- Born: Zelig Lipka February 25, 1941 Petah Tikva, Mandatory Palestine
- Died: July 3, 2025 (aged 84) Tel Yitzhak, Israel
- Occupation: Immunologist
- Known for: Development of CAR T-cell therapy
- Awards: Israel Prize in Life Sciences (2015); Dan David Prize (2021); Canada Gairdner International Award (2024); Warren Alpert Foundation Prize (2024);

= Zelig Eshhar =

Israeli immunologist (1941–2025)

Zelig Eshhar (זליג אשחר; February 25, 1941 – July 3, 2025) was an Israeli immunologist at the Weizmann Institute of Science and the Tel Aviv Sourasky Medical Center. He was Chairman of the Department of Immunology at the Weizmann Institute twice, in the 1990s and 2000s.

==Background==
Zelig Lipka (later Eshhar) was born in Petah Tikva on February 25, 1941, and grew up in Rehovot. After his IDF service in Nahal, he joined Kibbutz Yad Mordechai, where he became a beekeeper. He received his B.Sc. and M.Sc. from the Hebrew University of Jerusalem, and his Ph.D. from the Weizmann Institute.

Eshhar died in Tel Yitzhak, Israel on July 3, 2025, at the age of 84.

==Medical research==
Eshhar is mainly known for his studies on T cells and his pioneering work on chimeric antigen receptors.
His work has been the basis of the development of a cancer immunotherapy, involving genetic modifications of T lymphocytes extracted from a cancer patient to produce chimeric antigen receptor (CAR) T-Cells, which are then injected back into the patient in a process called adoptive cell transfer, that produced startlingly good results in clinical trials in the mid-2010s and millions of dollars of investment.

*****

**About this exercise**
Update the stretch of the Zelig Eshhar biography from "Zelig Eshhar (זליג" through "1990s and 2000s.", changing "Chairman" to "Head".

**Supplied material**

*****

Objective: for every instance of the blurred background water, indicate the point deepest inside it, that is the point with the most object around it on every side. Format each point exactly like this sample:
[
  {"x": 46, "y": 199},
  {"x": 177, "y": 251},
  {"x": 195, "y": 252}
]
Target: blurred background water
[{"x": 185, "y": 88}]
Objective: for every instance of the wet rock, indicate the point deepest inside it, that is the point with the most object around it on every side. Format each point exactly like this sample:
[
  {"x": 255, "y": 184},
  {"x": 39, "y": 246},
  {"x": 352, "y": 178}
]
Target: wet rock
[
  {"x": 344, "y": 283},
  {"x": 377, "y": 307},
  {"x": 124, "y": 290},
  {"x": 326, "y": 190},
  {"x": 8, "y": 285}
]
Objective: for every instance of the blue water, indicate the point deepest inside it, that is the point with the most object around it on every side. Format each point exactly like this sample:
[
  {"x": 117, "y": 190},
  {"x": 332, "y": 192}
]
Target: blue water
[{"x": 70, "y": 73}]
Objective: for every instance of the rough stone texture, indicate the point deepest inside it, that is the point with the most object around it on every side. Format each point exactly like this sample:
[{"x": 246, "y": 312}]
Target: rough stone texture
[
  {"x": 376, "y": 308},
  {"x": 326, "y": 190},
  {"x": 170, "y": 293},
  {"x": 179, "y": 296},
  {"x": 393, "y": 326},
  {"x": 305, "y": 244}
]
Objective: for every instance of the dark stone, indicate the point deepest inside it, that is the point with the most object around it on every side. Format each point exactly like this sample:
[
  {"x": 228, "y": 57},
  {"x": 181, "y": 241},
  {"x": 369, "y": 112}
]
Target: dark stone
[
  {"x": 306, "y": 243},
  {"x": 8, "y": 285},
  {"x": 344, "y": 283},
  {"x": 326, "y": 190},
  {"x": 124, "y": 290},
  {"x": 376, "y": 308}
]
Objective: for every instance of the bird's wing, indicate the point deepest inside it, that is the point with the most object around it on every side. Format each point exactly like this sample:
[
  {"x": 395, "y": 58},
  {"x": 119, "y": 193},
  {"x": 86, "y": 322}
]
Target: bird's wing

*****

**Task output**
Zelig Eshhar (זליג אשחר; February 25, 1941 – July 3, 2025) was an Israeli immunologist at the Weizmann Institute of Science and the Tel Aviv Sourasky Medical Center. He was Head of the Department of Immunology at the Weizmann Institute twice, in the 1990s and 2000s.